_Problem to work on_:
Return every record below exactly as written, omitting any pictures.
━━ Data
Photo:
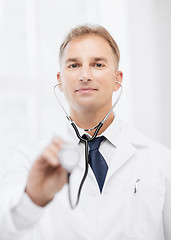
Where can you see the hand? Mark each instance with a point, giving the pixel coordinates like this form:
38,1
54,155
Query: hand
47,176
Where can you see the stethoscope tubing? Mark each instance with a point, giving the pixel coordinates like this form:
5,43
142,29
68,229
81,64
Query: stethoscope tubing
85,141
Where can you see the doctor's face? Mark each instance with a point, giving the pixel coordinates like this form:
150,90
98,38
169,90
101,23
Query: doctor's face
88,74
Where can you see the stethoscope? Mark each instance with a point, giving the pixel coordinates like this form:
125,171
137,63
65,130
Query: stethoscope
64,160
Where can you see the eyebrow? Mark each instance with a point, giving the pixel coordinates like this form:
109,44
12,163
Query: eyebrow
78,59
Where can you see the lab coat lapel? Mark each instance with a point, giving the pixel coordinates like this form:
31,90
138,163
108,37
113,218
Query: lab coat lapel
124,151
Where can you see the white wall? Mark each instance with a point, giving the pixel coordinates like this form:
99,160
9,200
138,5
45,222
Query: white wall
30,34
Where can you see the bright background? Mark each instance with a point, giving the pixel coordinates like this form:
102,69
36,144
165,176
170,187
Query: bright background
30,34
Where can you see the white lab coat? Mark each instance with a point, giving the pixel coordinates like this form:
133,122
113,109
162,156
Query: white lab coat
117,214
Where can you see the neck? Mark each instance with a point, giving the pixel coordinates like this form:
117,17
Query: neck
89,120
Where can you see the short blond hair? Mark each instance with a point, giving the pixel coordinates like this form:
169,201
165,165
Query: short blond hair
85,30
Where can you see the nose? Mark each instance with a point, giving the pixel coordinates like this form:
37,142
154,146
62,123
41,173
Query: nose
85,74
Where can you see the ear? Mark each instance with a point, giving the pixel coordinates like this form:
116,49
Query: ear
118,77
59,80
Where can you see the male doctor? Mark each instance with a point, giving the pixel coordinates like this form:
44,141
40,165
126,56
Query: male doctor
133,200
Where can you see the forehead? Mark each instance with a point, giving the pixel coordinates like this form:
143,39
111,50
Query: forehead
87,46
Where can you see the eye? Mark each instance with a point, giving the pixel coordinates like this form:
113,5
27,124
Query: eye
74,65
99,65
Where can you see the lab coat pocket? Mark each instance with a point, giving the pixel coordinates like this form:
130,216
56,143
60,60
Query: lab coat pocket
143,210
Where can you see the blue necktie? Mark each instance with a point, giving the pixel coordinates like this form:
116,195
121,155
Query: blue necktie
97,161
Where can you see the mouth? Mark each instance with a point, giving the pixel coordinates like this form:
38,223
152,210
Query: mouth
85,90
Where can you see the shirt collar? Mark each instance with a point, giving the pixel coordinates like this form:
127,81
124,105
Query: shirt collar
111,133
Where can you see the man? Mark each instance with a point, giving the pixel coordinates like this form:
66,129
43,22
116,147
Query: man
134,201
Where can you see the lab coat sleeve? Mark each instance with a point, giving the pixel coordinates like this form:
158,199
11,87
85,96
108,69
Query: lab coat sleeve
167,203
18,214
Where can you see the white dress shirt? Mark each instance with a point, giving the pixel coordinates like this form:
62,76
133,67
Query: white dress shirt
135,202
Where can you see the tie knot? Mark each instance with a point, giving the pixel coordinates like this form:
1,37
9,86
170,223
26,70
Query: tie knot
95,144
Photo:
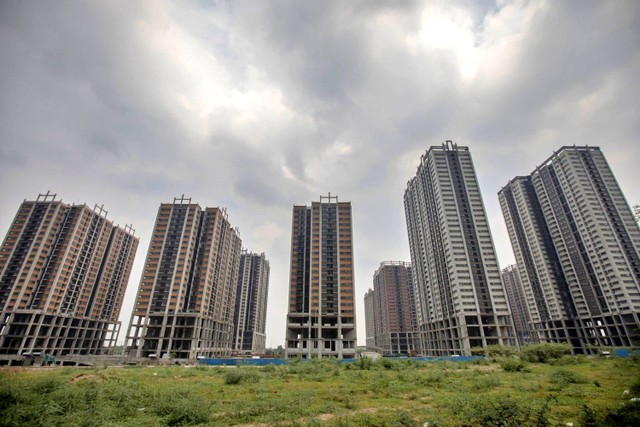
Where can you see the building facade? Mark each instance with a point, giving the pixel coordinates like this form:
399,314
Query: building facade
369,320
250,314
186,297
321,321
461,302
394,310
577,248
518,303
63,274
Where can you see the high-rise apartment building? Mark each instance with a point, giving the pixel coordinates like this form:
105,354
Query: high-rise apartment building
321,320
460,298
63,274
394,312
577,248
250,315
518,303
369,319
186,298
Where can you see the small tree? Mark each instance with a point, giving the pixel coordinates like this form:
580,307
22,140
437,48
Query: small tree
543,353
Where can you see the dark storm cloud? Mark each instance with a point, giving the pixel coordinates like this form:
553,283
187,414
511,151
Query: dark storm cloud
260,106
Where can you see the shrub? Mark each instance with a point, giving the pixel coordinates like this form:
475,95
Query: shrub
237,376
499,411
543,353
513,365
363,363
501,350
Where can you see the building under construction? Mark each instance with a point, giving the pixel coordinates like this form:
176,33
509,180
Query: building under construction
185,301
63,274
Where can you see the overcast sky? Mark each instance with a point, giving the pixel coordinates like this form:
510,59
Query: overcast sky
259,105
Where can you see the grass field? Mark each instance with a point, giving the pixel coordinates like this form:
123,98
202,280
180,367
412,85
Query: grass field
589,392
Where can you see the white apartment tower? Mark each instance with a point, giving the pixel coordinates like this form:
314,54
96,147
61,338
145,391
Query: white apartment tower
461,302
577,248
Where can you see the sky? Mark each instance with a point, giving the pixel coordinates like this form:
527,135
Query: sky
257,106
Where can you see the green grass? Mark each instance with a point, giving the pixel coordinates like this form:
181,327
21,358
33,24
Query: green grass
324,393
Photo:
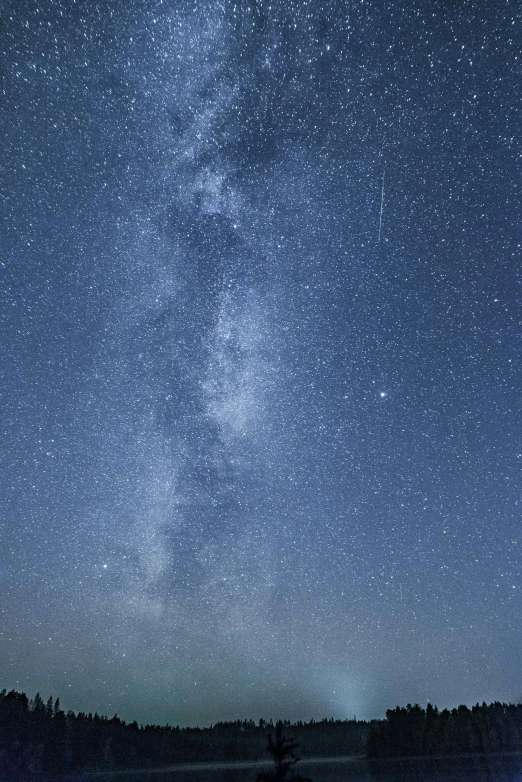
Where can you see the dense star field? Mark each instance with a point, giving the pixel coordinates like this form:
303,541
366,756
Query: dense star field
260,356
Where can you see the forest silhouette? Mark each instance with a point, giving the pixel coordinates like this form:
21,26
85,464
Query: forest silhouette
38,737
━━━━
_Answer below_:
Photo:
Where can you see the hand? Mark each instance with a point, giving the pixel coordinates like this form:
38,1
54,155
Query: hand
47,176
Where can you see the stethoscope tubing? Mark each instance with a point, giving the pixel coordinates like this form:
5,43
142,29
68,229
81,64
Query: stethoscope tubing
85,141
Where can you see the doctor's face? Mark each instance with a point, giving the pixel coordinates like this form:
150,90
98,38
169,90
101,23
Query: doctor's face
88,74
Where can you see the stethoscope? Mark each instance with a point, giving the pixel coordinates like this form:
125,171
137,63
65,130
Query: stethoscope
64,160
Where can you see the eyebrow? Mark each instance with a point, giving the pixel coordinates like this form:
109,44
12,163
Query: eyebrow
78,59
Where can you see the lab coat lapel? Mark each instance with a point, giving the pixel coordinates like this form:
31,90
138,163
108,37
113,218
Query: lab coat lapel
124,151
Where can you see the white wall? Mark each instance with a point, giving the pixel coordinates like this form:
99,160
9,200
138,5
45,222
Query: white wall
30,34
Where can you see the bright background? Mark each instance with a point, giving the pixel coordinates like this form:
102,69
36,144
165,176
170,187
Query: bright background
30,34
Where can you see the white lab coat? Mark each instance with a point, giving the pixel coordinates like this form:
133,122
113,109
162,156
Query: white lab coat
117,214
Where can you see the neck? Mark each instance with a point, giving the pixel coordinates like this form:
117,17
Query: neck
89,120
Where can you see the short blond hair? Mark each instance with a point, giving the pixel coordinates like this form:
169,201
165,165
Query: short blond hair
85,30
Where can you see the nose? Mark each instance with a point, giving the pixel coordinates like this form:
37,142
154,146
62,123
41,173
Query: nose
85,74
Where can you see the ear? Mark each instance with a point, giving the pixel coordinates like this form:
116,49
Query: ear
118,77
59,80
Where can you see the male doctor? Mark each instance with a point, giving the pixel coordinates like this form:
44,141
40,165
126,56
Query: male doctor
133,200
Where can you see the forehead? Mark each instance with a point, giving the pixel coordinates like this form:
143,39
111,50
Query: forehead
87,46
Where can you see the eye? Mark each instance with a point, giving the pixel coordinates like this form:
113,5
27,124
Query: eye
74,65
99,65
Where can you see the lab coat pocket? Mark each instance with a point, giving the pixel coordinates like this form:
130,216
56,143
60,60
Query: lab coat pocket
143,210
Where can you see the blue necktie? Mark each instance with a point, giving the pixel coordinates like this form:
116,195
121,155
Query: blue necktie
97,161
Where can you see the mouth? Mark each instance with a point, giving the pixel coordinates like this form:
38,223
152,210
Query: mouth
85,90
Where can you see the shirt collar? Mark each instance with a point, giving the pixel coordinates like this form:
127,81
124,105
Query: shirt collar
111,133
Where can you see the man? Mark each instance with a point, giving the pixel coordinates like this form:
66,129
43,22
116,147
Query: man
134,201
Where can you see the lab coat sleeve? Mark each instance with a point, giving the pixel coordinates like this form:
158,199
11,87
85,96
108,69
Query: lab coat sleeve
167,203
18,214
Where can you see the white dress shirt? Mark each instance with a point, giving the pixel coordinates like this form:
62,76
133,67
Query: white dress shirt
135,202
Where can you see the tie knot? Mark each instance with a point, giving the pixel coordinates like this form:
1,37
9,86
170,223
26,70
Query: tie knot
95,144
Photo:
Where can you see the building facade? Mark each instance with a point, giving the pixel coordinates like this form:
399,314
Query: building facade
369,320
250,314
186,297
321,321
461,302
394,310
577,248
518,303
63,274
Where can you see the high-rise apartment building? Mark each instance with a point, giving the pixel coordinates like this form:
105,354
Query: high-rise apartment building
321,320
460,298
63,274
394,312
577,248
250,315
518,303
369,319
186,298
Where can you see the small tree? Mark each instance with a point, giving the pixel coordinates like this form:
580,307
22,140
437,48
Query: small tree
543,353
Where can you see the dark storm cloud? Mark each instance with a point, giving the pixel coordinates like this form:
553,283
187,414
511,151
Query: dark storm cloud
260,106
Where can you see the shrub? Mark each instance with a point, giving the pixel coordinates like this form:
475,95
Query: shrub
237,376
499,411
543,353
513,365
363,363
501,350
Where can you see the building under construction? Mark each instance with a point, giving the pixel coordinates like this form:
176,33
509,180
Query: building under construction
185,301
63,274
Where can you see the overcast sky? Mark each instance with a point, giving the pixel coordinates like this form:
510,59
Query: overcast sky
259,105
Where can you see the grass field? Mark each instance with a point, giving the pixel coordinates like this form:
123,98
202,280
180,367
412,85
Query: grass field
589,392
Where can you see the white apartment tower? Mark each instance with a point, giving the pixel coordinates like this form:
314,54
96,147
61,338
145,391
Query: white apartment tower
461,302
577,248
Where can you see the sky? Mark each instance with a point, giving the pixel coordinates like this form:
527,135
Query: sky
257,106
Where can you see the green grass? Mark each instance with a point, giving the pixel coordinates like this form:
181,327
21,358
33,24
Query: green grass
324,393
Photo:
Where can you see the dense star field? Mark each instance with a point, giving the pixel coordinates like this form:
303,541
366,756
Query: dense star field
260,356
Where can you see the forest silhouette? Mark each instance with a point, giving the pixel coordinates like this form:
21,26
85,464
Query: forest silhouette
38,737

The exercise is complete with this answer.